• SUPPLIED PASSAGE:
⁂

Colombia-First Is Not a Growth Hack

Date Published

When we say "Colombia-first," some people hear a marketing story.

It's not.

It's a deliberate constraint on how we work.

Why start here

We have real relationships in Colombia. People we can talk to directly. Patients and doctors who are willing to tell us when something is confusing, overly confident, or simply not useful.

That kind of feedback is extremely rare when you're building at a distance.

Starting here also means we can move faster without pretending we have solved problems we haven't. We don't have to build for every regulatory environment at once. We can focus on making the core experience clear and honest for the people who are actually using it today.

What it means in practice

Colombia-first shapes decisions like these:

  • We are very conservative about language. If a sentence could be misread as medical advice, it gets rewritten.
  • We are not optimizing for maximum signups in month one. We're optimizing for the quality of the first few dozen real longitudinal records.
  • We are building export and data portability features earlier than a typical consumer app would, because institutional handoff is a real future scenario here.
  • We are okay with the product feeling incomplete for a long time.

⁂

• GIVEN DATA:

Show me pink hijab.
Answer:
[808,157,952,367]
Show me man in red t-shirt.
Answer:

⁂

• WORK INSTRUCTIONS:
1. Using the Colombia-first post above, mark each statement yes or no and quote the words from the post that decide it. (a) The team is aiming for as many signups as possible in the first month. (b) Wording that might be read as medical advice gets rewritten. (c) Export features are arriving later than they would in a typical consumer app.
2. Resume the Colombia-first post after its final line, keeping its voice and format.

• ANSWERS IN ORDER:
1.
(a) No: "We are not optimizing for maximum signups in month one."
(b) Yes: "If a sentence could be misread as medical advice, it gets rewritten."
(c) No: "We are building export and data portability features earlier than a typical consumer app would"

2.
This is not the fastest way to raise a big round or dominate a category. It is the fastest way for us to learn whether this tool is actually valuable to real people over months and years.

The risk we're avoiding

Many health tools launch globally with beautiful marketing and very little real-world data. They collect users quickly, then later discover that their assumptions don't hold for the people who need the tool most.

We'd rather do the opposite: start small, with people we can actually listen to, and only expand once the core thing works.

Colombia-first is our way of saying: we are not in a hurry to be everywhere. We are in a hurry to be right for the people we can serve well right now.

If that eventually leads to something bigger, great. If it stays relatively small but genuinely useful to the people using it, that's also success.

We're comfortable with either outcome.